Problem: What you return should be exactly the lines from the one containing "outline vending machine display of drinks" down to the final line of the listing, with nothing else.

Data for review:
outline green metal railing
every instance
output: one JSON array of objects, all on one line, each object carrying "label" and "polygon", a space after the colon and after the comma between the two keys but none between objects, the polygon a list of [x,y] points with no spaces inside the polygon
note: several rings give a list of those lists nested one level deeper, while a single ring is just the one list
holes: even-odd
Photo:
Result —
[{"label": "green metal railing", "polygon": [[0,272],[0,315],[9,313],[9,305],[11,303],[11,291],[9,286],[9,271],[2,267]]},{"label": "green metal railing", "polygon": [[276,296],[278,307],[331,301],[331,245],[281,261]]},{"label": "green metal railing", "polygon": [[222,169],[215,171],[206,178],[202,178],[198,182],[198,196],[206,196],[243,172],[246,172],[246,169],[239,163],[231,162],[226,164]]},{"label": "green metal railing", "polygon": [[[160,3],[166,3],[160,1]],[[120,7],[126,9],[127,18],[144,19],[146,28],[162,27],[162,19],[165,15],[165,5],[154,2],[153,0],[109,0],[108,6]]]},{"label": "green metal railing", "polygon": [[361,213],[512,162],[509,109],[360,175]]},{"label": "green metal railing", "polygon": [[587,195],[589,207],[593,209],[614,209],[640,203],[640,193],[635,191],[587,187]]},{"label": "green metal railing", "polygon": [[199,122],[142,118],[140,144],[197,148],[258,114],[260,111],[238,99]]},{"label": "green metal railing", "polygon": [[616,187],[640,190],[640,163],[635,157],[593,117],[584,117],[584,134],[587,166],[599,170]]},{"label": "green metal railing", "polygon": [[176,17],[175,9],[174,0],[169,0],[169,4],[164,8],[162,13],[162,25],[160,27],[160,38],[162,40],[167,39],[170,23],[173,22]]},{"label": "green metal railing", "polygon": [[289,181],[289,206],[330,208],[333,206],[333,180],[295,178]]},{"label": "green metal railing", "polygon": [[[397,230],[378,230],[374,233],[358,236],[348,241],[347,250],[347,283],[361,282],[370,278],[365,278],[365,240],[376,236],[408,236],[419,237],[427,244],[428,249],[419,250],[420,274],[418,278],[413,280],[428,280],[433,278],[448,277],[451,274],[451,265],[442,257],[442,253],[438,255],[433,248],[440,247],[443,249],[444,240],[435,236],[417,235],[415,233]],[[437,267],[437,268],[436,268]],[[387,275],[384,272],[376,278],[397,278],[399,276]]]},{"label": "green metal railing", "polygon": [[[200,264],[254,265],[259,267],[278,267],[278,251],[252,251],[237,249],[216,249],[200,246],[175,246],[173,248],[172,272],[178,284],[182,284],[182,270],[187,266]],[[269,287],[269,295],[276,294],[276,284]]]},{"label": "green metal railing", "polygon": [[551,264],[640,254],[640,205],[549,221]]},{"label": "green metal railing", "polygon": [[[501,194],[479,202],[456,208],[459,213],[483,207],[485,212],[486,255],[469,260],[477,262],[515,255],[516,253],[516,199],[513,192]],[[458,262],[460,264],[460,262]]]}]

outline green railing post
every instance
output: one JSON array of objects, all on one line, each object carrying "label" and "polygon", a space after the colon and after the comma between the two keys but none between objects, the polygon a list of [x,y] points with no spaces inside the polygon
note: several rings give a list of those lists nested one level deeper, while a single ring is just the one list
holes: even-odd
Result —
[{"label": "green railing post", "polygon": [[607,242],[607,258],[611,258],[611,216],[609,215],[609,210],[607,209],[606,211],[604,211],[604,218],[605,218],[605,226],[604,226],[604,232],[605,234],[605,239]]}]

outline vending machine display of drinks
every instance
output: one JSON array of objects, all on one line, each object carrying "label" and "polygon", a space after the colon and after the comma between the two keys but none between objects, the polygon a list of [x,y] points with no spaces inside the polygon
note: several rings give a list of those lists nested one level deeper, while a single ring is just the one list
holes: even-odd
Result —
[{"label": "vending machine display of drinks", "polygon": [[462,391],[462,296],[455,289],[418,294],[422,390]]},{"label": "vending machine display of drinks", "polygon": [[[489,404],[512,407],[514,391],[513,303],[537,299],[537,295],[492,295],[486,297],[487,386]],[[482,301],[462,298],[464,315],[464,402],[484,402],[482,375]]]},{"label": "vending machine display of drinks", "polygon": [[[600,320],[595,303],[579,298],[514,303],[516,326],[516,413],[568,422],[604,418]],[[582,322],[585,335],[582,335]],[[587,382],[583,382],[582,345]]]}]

Response below:
outline vending machine display of drinks
every instance
output: one JSON array of objects, all on one line, each object carrying "label" and "polygon", a space after the colon and after the comma between the two keys but none between objects, the polygon a list of [x,y] points with no spaces inside the polygon
note: several rings give a list of those lists nested one level deeper, while a single ring is just the one list
holes: even-odd
Result —
[{"label": "vending machine display of drinks", "polygon": [[462,391],[462,296],[455,289],[418,294],[422,390]]},{"label": "vending machine display of drinks", "polygon": [[[489,404],[512,407],[514,391],[513,303],[537,299],[537,295],[492,295],[486,297],[487,386]],[[482,301],[462,298],[464,315],[464,402],[484,402],[482,375]]]},{"label": "vending machine display of drinks", "polygon": [[[600,320],[595,303],[579,298],[514,303],[516,326],[516,413],[568,422],[604,418]],[[582,322],[585,335],[582,335]],[[587,382],[583,382],[582,345]]]}]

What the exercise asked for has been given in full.